◆ Da fare ◆
a – Secondo il brano sulla morte di Davide Astori, quale disturbo al cuore avrebbe portato alla morte del calciatore, secondo la relazione dei professori Moreschi e Thiene?
b – Prosegui il brano sulla morte di Davide Astori a partire dalla sua ultima frase.
══ Brano scelto ══
L’esito della nuova perizia su Davide Astori segna la svolta dell’indagine sulla morte del capitano della Fiorentina in una camera d’albero ad Udine lo scorso 4 marzo.

Secondo quanto apprende l’Ansa, dalla relazione del medico legale è emersa una patologia cardiaca mai scoperta, un disturbo al cuore che nessun esame aveva rivelato in precedenza. Gi inquirenti sono ora al lavoro per capire se la patologia poteva essere diagnosticata in anticipo e se il calciatore viola si sarebbe potuto salvare.

“È una perizia ponderosa – aveva affermato il procuratore capo di Udine Antonio De Nicolo qualche giorno fa – Non appena il lavoro sarà terminato, si deciderà se proseguire con gli accertamenti, oppure chiedere l’archiviazione del procedimento, che continua a essere a carico di ignoti”.

Alcuni giorni fa il Corriere della Sera aveva anticipato la relazione dei professori Carlo Moreschi e Gaetano Thiene: si parla di tachiaritmia, un’accelerazione improvvisa dei battiti, che avrebbe portato alla morte del ragazzo. Esattamente il contrario delle ipotesi iniziali di bradiaritmia, cioè quando il cuore rallenta il battito fino a fermarsi definitivamente.

Astori non morì dunque nel sonno e, se avesse deciso di dormire in camera con un compagno di squadra, forse avrebbe potuto salvarsi perché sarebbe stato lanciato l’allarme. Il giocatore non aveva mai manifestato nessun episodio simile, e sarebbe dunque uno sfortunato e tragico primo e ultimo sintomo della malattia.
═══
══ Voci mostrate ══
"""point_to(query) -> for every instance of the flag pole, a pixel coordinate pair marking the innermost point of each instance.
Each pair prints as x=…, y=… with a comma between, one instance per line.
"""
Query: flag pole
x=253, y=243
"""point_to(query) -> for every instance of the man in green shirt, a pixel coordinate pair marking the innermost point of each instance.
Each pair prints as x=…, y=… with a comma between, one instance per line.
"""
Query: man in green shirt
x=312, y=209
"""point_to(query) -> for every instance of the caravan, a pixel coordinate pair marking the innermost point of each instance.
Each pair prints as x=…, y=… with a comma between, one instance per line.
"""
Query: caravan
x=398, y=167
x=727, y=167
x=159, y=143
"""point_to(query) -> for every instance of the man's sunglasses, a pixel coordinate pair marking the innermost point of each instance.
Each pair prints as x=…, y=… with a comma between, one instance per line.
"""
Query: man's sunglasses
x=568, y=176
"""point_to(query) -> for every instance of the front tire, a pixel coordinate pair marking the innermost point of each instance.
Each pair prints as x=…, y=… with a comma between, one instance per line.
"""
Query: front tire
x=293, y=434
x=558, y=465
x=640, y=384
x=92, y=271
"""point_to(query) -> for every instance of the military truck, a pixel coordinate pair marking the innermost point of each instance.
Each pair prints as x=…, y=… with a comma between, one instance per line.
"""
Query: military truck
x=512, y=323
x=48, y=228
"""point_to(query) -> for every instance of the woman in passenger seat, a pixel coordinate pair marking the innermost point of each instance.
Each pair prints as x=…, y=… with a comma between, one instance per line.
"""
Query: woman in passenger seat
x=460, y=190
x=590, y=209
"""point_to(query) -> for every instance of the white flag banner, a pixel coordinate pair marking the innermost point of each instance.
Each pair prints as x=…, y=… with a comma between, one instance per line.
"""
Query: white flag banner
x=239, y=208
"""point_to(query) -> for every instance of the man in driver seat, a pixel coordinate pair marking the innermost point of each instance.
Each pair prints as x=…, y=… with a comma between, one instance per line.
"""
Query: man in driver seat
═══
◆ Soluzioni ◆
a – Una tachiaritmia, cioè un'accelerazione improvvisa dei battiti.

b –
“Credo di poter ammettere che sia stata la stagione più difficile ma più incredibile della mia breve carriera, mai ho vissuto emozioni simili, mai ho constatato una crescita personale tale”, ha scritto Riccardo Saponara su Twitter alcune settimane fa, ricordando l’amico scomparso.

“La tragedia ci ha privato di un amico, un condottiero, un punto di riferimento, una guida. Al tempo stesso ci ha insegnato a non avere paura: di soffrire, di piangere, di palesare insicurezze e paure, di condividere le nostre emozioni senza filtri, di credere che essere uomini non significa essere invincibili supereroi. Tutto ciò ci ha cresciuto, ci ha fortificato, ci ha unito. Andiamo a casa senza traguardi, ma con la fierezza e l’orgoglio di aver lottato, come una squadra vera, fino alla fine per un ideale, per un obiettivo comune, per qualcosa di superiore, mettendo in un angolo egoismi o glorificazioni personali. Citando una frase letta ultimamente: ‘Le storie che rimangono dentro non sono quelle dal lieto finale, ma quelle che fanno emozionare’. Ancora una volta hai saputo regalarci un grande insegnamento. Grazie di tutto, Davide”.